Te lezen fragment >>
§

In de eerste plaats vertrekken de sociale bewegingen telkens weer meer van de erkenning van de diversiteit van het menselijk leven als fundament voor de emancipatie. Verscheidene organisaties en politieke personen ontmoeten elkaar op basis van hun kritiek op het neoliberale kapitalisme zonder hun meningsverschillen terzijde te laten of tot buitensporige centralisatie te komen. Tegelijkertijd spelen zich verscheidene gevechten af in de vele ruimtes van het sociale leven. Dat wil zeggen dat de inheemse bevolkingen en de vrouwen vechten voor hun bevrijding binnen het wettelijke systeem, het politieke systeem, de communicatiemedia, de economie en binnen de sociale organisaties zelf. Op deze manier kunnen we ons begrip van het politieke uitbreiden en begrijpen dat de overheersing aanwezig is in alle niveaus van het leven. De diverse en vele bewegingen hebben bovendien eigen ruimte geschapen om een alternatieve organisatie te bereiken, die overeenkomt met de eigen waarden van solidariteit, gerechtigheid en ware democratie. Op deze manier worden de hedendaagse sociale bewegingen laboratoria voor de opbouw (of consolidatie) van niet-kapitalistische praktijken en relaties binnen en tegen de neoliberale orde. Uit deze autonome zones komen de zgn. prefiguratieve sociale bewegingen voort die in hun organisatievormen en acties al de andere wereld weerspiegelen die ze willen opbouwen. Om het te zeggen met de woorden van Raúl Zibechi, die bewegingen zijn de voorboden van de andere wereld.

§

Gegeven gegevens >>
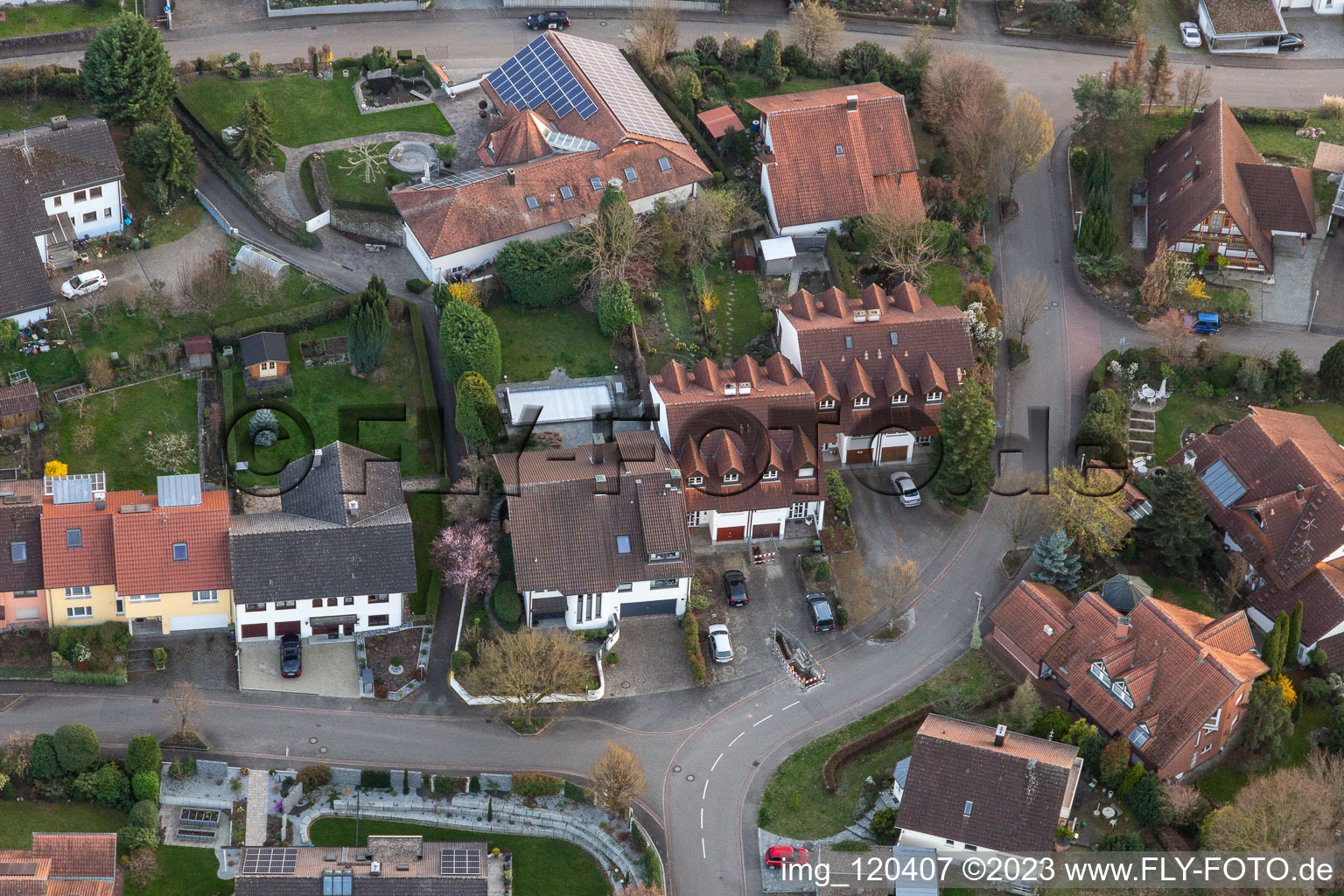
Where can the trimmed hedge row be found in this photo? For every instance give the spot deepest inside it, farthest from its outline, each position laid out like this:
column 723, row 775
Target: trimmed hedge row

§

Opdracht >>
Geef bij elke bewering aan of ze klopt met het fragment over sociale bewegingen, met ja of nee en de doorslaggevende woorden letterlijk geciteerd.
1. De organisaties zetten hun meningsverschillen opzij wanneer ze elkaar ontmoeten.
2. Inheemse bevolkingen en vrouwen vechten ook binnen de sociale organisaties zelf voor hun bevrijding.
3. Met de woorden van Raúl Zibechi zijn de bewegingen de voorboden van de andere wereld.
Baseer je uitsluitend op het fragment.

Antwoord >>
1. Nee: "zonder hun meningsverschillen terzijde te laten of tot buitensporige centralisatie te komen"
2. Ja: "binnen de sociale organisaties zelf"
3. Ja: "die bewegingen zijn de voorboden van de andere wereld"